[Lines of data]
━━━━━━━━━━━━━━━━━━━━

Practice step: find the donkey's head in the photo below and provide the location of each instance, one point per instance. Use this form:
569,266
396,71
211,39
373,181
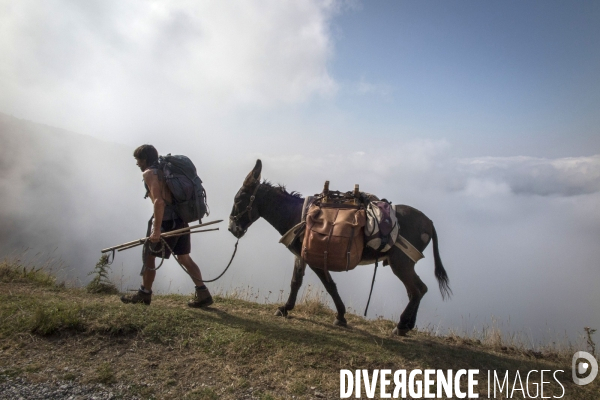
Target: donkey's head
244,211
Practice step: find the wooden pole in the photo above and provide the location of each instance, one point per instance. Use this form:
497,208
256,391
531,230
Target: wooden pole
167,236
142,240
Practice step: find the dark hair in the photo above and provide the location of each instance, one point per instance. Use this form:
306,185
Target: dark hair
146,152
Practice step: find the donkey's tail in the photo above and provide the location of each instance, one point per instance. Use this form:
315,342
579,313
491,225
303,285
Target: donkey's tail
440,272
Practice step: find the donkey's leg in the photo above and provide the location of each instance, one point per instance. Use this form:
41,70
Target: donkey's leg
331,288
423,289
404,268
297,276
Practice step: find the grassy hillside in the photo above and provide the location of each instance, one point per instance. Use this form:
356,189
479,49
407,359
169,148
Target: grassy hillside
232,350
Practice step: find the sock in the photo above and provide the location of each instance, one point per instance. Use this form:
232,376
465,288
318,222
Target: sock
143,289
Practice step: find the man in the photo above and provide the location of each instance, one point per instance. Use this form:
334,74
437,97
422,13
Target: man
163,220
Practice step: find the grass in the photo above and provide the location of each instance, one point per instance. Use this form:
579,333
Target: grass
235,349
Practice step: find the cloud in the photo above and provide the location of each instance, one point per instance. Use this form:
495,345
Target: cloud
427,165
537,176
104,61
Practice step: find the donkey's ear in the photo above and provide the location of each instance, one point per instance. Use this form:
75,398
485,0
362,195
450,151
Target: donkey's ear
254,175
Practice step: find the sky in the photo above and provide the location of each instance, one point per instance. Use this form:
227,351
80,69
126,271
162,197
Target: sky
484,115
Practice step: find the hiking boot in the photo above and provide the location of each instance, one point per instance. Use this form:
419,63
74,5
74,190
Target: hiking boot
139,297
202,298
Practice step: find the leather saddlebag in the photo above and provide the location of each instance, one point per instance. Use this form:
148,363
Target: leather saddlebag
334,236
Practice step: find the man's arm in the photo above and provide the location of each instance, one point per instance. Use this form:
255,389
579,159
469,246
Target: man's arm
153,184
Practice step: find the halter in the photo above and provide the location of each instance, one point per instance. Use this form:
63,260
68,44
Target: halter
248,209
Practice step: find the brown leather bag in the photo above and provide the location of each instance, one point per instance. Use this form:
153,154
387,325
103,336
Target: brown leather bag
334,237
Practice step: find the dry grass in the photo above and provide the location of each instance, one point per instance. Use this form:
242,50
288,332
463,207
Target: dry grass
236,349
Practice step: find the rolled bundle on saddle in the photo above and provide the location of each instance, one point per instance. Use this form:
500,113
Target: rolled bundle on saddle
334,233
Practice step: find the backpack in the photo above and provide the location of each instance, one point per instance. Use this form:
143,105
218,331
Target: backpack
333,238
189,196
381,229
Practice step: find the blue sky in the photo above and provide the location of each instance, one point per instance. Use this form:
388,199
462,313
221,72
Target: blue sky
494,78
484,115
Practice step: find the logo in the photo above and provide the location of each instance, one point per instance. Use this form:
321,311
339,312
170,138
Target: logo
582,368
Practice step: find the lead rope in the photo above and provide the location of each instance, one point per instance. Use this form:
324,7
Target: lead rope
164,243
372,284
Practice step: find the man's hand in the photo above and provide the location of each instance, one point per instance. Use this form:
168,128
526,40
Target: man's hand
155,235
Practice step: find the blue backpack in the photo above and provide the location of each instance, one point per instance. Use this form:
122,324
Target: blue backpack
189,196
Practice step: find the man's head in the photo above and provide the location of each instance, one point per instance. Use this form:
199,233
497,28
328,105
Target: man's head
145,155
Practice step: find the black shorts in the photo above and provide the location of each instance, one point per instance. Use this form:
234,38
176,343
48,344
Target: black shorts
179,244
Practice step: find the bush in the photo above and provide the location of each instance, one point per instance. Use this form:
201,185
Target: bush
101,282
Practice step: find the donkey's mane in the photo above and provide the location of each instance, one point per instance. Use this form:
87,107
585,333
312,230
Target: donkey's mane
282,189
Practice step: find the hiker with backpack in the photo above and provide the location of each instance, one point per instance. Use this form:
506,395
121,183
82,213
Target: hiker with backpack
178,197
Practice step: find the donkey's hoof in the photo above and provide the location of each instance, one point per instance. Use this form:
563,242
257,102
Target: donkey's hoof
341,323
399,332
281,312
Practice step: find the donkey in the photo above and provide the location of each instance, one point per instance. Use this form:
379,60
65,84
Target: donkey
283,211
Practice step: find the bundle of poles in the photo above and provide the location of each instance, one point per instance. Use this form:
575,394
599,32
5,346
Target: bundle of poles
178,232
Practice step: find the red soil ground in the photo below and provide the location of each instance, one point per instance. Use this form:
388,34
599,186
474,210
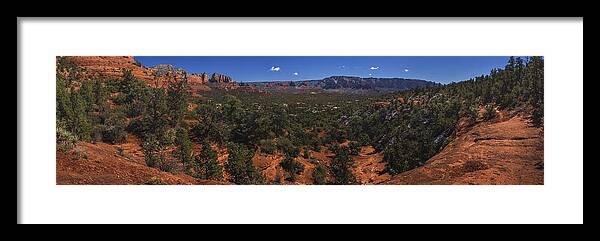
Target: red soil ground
507,150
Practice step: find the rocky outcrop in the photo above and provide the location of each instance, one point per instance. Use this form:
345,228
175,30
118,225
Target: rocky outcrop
110,67
506,151
220,78
198,78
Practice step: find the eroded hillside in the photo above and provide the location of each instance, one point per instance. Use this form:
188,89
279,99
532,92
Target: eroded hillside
505,151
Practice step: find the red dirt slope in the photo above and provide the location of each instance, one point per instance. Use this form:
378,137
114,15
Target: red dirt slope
507,151
102,163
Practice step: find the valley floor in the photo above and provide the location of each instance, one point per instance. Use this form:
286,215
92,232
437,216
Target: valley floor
504,151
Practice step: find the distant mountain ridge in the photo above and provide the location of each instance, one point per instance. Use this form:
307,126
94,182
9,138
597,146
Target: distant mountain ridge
351,83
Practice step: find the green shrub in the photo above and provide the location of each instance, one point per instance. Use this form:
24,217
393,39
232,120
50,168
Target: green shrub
292,167
65,140
490,112
319,174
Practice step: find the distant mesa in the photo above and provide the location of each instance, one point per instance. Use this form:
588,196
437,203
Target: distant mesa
352,82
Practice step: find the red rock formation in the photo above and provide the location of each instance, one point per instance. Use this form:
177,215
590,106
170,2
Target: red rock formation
219,78
110,67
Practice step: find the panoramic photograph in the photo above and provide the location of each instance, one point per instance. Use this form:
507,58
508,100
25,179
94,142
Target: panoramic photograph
300,120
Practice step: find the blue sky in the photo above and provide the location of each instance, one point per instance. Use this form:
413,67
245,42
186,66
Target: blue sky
442,69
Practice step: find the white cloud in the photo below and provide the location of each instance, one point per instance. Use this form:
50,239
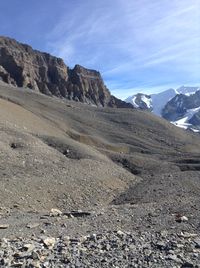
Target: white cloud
131,42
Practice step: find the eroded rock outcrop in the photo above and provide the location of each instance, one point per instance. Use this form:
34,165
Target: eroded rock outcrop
22,66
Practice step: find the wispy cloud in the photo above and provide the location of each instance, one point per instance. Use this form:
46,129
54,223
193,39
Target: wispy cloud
133,43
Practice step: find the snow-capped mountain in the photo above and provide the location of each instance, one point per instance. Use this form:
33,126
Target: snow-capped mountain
141,101
180,106
184,110
154,102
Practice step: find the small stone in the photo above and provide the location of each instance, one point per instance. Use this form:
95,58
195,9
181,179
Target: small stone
4,226
160,245
180,218
55,212
187,265
49,242
29,247
32,225
35,255
197,242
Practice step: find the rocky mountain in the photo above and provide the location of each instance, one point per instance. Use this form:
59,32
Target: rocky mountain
180,106
22,66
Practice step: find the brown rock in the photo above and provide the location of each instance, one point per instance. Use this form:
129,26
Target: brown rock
22,66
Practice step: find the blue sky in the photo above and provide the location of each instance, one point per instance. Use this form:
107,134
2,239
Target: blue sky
137,45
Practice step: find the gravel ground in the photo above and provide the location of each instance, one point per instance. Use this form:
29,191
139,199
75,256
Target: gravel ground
110,249
136,176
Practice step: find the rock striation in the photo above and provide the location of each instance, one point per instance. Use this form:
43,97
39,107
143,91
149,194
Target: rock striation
22,66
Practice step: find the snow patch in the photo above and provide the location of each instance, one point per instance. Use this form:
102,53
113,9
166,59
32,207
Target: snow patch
146,100
183,122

━━━━━━━━━━━━━━━━━━━━

Take the line that contains "Practice step: find the gravel" and every line after it through the end of the listing above, and repeat them exactly.

Practice step: find the gravel ground in the photo above and provide the location of each instance, one point per instance. Use this form:
29,191
139,199
75,256
Target: gravel ground
110,249
136,176
Practice step: find the rock striation in the photo above and provide the location of each instance, one point per instance. Use this form:
43,97
39,107
143,91
149,194
Target: rock striation
22,66
Practice step: find the snow patch in the photo above and provide the location of each instance, one point per instance. Use this form:
102,53
113,9
166,59
32,207
Target: snow patch
146,100
183,122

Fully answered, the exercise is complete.